First time I've posted here, any other CH board for that matter. Wrote four or five paragraphs before the following ones but after hitting preview lost them. The long and short of it: I'm a mid-fifties professor in Madison, CH sufferer since age 19, like so many others my life choices and direction have been shaped by it more than anything else. Non-smoker, non-drinker, no genetic predisposition even to migraine, just lucky. The pattern for many years was twice yearly, two to three months apiece, six to eight attacks daily, each lasting a little over an hour and a half if left untouched. Then an unwelcome break in the pattern, a twelve month bout in '93-'94, following which something as welcome as it was unexpected: ten CH free years. I began to hope that the gods had decided I wasn't any fun anymore; but wherever they went they must have gotten bored by 2005, when a nasty six month bout kicked in. This was my first bout in the online era and I was amazed at how much had been learned in those ten years. Imitrex and the new oxygen masks were great, as was the news that real science was beginning to replace the field's long alternation between medieval dogmatism and dangerous and spurious fads. But the bout brought home that I'm getting too old (though otherwise in excellent health) for the meds they give you. The only thing that works, that has ever worked well, is Imitrex, but of course it can cover a small fraction of the six or more attacks I typically get daily. Oxygen works, but I have to be tethered to it as it seems to postpone rather than knock out individual attacks. The overall life effects last time were pretty discouraging: I had to be relieved of my classes, the thing I really life for, and landed in the hospital for eight days, two in intensive care (infection disguised by prednisone, took me right to the edge). I was on the verge of complete despair when one bright day the proverbial angel appeared out of nowhere, waved her clusterbusters wand, and stopped the cycle cold. To this skeptical academic one experience is likely coincidence or magic; but with a second, today, I'm starting to see a trend.

Assignment
Continue the forum post about cluster headaches from its final sentence.

Data for review

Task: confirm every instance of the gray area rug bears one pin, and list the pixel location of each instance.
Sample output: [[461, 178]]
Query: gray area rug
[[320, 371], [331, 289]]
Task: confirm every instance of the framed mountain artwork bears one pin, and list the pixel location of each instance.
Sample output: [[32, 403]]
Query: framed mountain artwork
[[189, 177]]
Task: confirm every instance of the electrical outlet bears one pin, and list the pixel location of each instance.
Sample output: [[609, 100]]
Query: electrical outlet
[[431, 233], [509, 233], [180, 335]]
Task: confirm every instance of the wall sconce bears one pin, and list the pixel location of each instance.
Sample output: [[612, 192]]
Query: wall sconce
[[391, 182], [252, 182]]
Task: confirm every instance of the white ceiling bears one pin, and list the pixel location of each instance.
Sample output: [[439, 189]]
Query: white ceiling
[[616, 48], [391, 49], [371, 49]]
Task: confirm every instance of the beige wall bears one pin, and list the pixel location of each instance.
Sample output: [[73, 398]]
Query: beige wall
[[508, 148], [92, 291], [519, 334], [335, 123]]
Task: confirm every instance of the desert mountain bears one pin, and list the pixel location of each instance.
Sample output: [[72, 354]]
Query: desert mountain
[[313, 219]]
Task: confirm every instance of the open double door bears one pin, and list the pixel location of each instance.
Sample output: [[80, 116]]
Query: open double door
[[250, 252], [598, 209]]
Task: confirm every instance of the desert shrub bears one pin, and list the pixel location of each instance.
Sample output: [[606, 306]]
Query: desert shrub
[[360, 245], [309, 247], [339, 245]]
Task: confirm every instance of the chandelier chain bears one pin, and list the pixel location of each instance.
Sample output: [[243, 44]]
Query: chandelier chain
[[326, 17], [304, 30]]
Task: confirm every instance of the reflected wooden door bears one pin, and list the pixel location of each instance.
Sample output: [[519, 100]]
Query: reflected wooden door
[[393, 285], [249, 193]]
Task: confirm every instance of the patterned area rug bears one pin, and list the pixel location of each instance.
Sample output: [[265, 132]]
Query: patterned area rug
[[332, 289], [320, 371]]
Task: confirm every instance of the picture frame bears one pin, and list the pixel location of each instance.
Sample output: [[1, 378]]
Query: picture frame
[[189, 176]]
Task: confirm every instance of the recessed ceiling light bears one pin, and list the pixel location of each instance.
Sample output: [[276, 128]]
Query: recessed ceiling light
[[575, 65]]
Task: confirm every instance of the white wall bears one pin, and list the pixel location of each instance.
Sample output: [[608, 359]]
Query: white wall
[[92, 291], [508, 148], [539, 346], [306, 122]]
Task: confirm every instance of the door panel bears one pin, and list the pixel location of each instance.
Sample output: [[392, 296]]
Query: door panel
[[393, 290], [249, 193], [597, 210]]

Response to this task
  CH-free since early 2006, last Sunday, a week ago, the unmistakable shadows appeared. I contacted my primary care doctor's office first thing Monday, but this being Christmas week can't expect oxygen or the usual meds until next Monday. He's a great doc, have had him for years, trust him entirely, just bad timing. And even if it hadn't been this week, I'd be in for a long and isolated siege, really can't do this again.
   Unfortunately, I've never had a regular neurologist or pain clinic for reasons that will be familiar to many of you ( if you were wondering it happens even to late middle age professors with perfectly fine insurance). Do all the gatekeepers - receptionists and nurses - take "cluster headache patient" as meaning "pestilential attention-demanding probable drug addict"? Believe me, I've tried everything, the only thing to show for it a few - a very few -apologies months too late to mean anything.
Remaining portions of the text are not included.